> [Exercise]:
Answer these from the HBr plasma text below:
(a) At what frequency is the 4-turn planar coil excited?
(b) At what HBr pressure does the electron density peak?
(c) How does the Br density change as RF power increases?
--- Supplied text ---
Diagnostics of inductively-coupled plasmas in HBr: Bromine atom and electron densities

Inductively-coupled plasmas (ICP) containing hydrogen bromide are widely used gas for conductor-etch applications, often using mixtures with Cl$_{2}$ and O$_{2}$. However, very few scientific studies (whether theoretical, simulation or experimental) have been made of HBr plasmas. We have studied pure HBr plasmas in an industrial-scale ICP (diameter 550mm, height 100mm, excited at 13.56MHz by a 4-turn planar coil) adapted for advanced diagnostic techniques. We have developed a new detection scheme for Br atoms using two-photon laser-induced fluorescence (TALIF). The relative variation of Br atoms was determined as a function of HBr pressure (5-90 mTorr) and RF power (20-500W). The Br density increases with pressure over this range, although the dissociation fraction (Br density divided by the total gas pressure) decreases with pressure. The Br density also increases with RF power up to about 100W, but then progressively saturates. The Br decay rate was measured in the afterglow of a pulsed plasma. The electron density was determined using a microwave hairpin resonator, and was found to peak. at 10 mTorr HBr pressure at all RF powers. This behaviour is very similar to that observed in pure Cl$_{2}$, although the densities are about a factor 2 lower in HBr.
--- Dataset entries ---
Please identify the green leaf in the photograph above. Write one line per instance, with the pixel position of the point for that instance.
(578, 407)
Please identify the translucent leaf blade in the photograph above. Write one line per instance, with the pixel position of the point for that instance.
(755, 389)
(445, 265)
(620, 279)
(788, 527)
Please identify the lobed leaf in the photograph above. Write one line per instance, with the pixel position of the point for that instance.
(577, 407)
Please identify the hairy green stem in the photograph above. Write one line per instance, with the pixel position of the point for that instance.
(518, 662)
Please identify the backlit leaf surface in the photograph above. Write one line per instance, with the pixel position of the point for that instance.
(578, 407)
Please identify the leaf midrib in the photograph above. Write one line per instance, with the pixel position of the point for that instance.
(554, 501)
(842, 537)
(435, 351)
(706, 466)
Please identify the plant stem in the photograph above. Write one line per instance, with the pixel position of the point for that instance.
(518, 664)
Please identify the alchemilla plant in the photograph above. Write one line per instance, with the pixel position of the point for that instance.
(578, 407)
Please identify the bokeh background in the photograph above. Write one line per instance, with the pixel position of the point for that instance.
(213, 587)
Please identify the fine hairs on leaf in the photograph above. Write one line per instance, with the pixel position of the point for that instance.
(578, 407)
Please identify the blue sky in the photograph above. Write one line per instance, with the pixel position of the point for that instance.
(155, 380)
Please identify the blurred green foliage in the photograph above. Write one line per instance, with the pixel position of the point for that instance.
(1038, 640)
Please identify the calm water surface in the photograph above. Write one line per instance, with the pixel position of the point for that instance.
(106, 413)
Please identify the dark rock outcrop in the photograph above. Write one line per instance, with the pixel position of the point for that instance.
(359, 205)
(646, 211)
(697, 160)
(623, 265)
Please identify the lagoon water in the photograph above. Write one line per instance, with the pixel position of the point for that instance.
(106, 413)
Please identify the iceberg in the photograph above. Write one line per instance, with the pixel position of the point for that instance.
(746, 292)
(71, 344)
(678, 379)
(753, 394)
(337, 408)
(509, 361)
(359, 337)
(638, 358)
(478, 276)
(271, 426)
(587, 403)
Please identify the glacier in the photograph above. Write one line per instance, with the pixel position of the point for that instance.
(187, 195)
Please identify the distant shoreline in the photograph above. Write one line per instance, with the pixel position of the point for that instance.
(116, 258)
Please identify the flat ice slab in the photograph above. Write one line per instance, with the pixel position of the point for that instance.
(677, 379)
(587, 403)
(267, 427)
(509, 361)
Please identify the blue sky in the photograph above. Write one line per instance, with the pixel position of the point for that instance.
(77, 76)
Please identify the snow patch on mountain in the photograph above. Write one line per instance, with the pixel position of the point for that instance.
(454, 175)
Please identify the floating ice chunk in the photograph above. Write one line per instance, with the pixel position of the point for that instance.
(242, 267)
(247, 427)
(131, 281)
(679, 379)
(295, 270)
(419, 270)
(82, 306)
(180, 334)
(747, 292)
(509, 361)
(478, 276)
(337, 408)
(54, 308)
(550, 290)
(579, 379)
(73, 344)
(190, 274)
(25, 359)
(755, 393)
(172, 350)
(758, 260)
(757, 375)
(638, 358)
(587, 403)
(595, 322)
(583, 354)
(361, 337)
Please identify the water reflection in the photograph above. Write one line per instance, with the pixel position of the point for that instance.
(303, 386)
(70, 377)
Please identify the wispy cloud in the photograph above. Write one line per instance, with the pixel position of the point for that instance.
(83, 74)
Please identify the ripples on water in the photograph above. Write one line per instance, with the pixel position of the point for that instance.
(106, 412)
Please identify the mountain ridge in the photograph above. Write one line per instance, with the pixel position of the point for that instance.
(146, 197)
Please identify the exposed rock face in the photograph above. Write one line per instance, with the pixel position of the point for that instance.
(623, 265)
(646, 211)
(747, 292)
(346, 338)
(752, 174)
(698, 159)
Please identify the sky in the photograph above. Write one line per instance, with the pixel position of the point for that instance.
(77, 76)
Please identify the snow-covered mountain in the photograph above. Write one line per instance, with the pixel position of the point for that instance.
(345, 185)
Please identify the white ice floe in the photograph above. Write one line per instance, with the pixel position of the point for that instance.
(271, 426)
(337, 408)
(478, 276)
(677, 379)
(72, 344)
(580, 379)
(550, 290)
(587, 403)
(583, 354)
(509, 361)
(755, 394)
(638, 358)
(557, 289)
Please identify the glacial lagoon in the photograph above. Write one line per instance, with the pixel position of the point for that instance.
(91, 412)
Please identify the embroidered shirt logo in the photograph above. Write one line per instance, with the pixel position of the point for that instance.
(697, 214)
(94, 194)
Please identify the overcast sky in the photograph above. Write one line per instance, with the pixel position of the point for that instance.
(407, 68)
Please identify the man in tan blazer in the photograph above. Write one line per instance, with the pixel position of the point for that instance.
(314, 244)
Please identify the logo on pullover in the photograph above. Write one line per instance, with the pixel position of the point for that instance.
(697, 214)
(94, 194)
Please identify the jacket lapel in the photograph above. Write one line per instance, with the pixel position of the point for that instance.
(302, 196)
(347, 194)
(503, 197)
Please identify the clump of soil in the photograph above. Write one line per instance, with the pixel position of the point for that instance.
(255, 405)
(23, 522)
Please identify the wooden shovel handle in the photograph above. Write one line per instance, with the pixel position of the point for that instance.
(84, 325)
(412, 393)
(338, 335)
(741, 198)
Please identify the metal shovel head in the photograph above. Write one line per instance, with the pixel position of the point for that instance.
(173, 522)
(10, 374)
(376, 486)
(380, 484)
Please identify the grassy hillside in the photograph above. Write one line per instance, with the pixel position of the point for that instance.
---
> [Solution]:
(a) 13.56 MHz.
(b) 10 mTorr, at all RF powers.
(c) It increases up to about 100 W and then progressively saturates.